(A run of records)
-------

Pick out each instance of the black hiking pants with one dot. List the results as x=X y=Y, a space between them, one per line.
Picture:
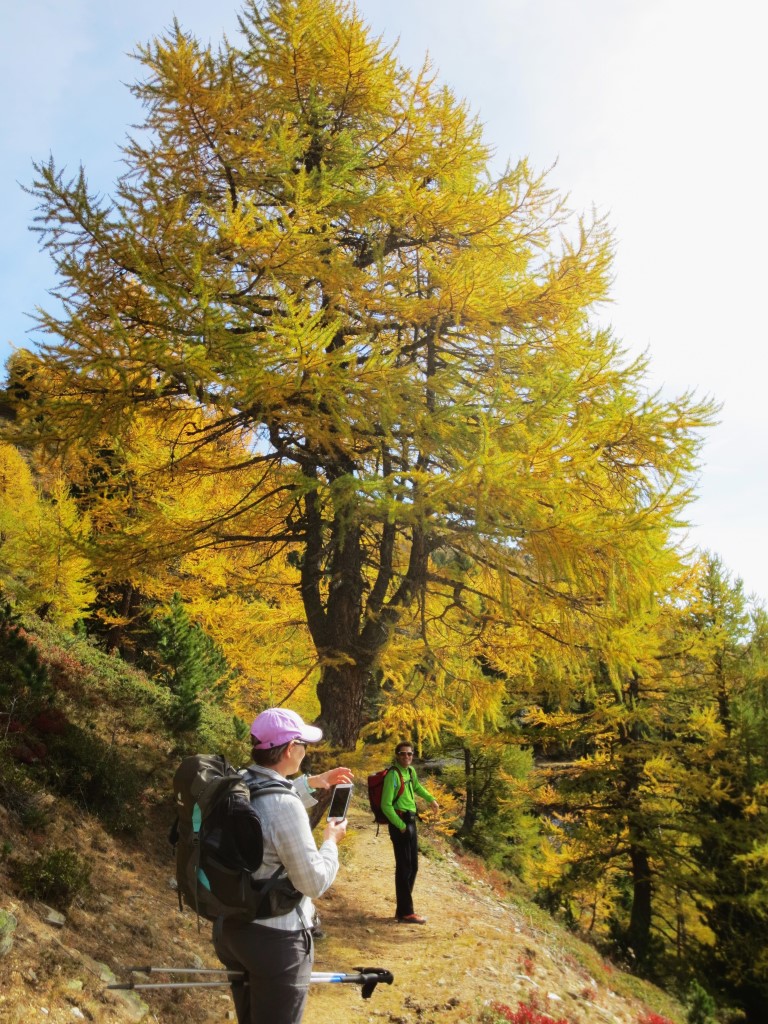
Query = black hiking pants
x=406 y=848
x=278 y=965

-------

▶ **Written request**
Could you reproduce every line of the records above, wording included, with each x and y coordinate in the answers scaled by 1.5 and rounded to the nearest whole number (halves rounded up)? Leave out the pictures.

▶ **Exercise result**
Pick out each instance of the black hiking pants with one dot. List the results as x=X y=Y, a space between them, one per line.
Picture:
Query = black hiking pants
x=609 y=1272
x=417 y=1448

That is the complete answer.